**Available data**
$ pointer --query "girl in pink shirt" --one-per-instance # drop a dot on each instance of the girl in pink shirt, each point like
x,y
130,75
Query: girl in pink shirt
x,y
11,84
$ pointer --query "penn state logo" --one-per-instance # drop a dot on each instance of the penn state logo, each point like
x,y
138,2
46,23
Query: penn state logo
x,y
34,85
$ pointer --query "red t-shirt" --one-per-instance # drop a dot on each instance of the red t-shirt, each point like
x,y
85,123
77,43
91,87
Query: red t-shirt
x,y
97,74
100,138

**Goal of the exercise**
Write all the entries again precisely as they were given.

**Answer below**
$ pointer --query "girl in pink shirt" --one-per-instance # drop a dot on each instance of the girl in pink shirt, each point like
x,y
130,75
Query: girl in pink shirt
x,y
11,84
$ pointer --query "penn state logo" --one-per-instance # drop a dot on each instance of the penn state logo, each point like
x,y
138,2
46,23
Query: penn state logo
x,y
34,85
$ pointer --query "red t-shirt" --one-per-instance # drop a dot on each instance of the red t-shirt, each point like
x,y
85,123
77,43
91,87
Query: red t-shirt
x,y
97,74
100,138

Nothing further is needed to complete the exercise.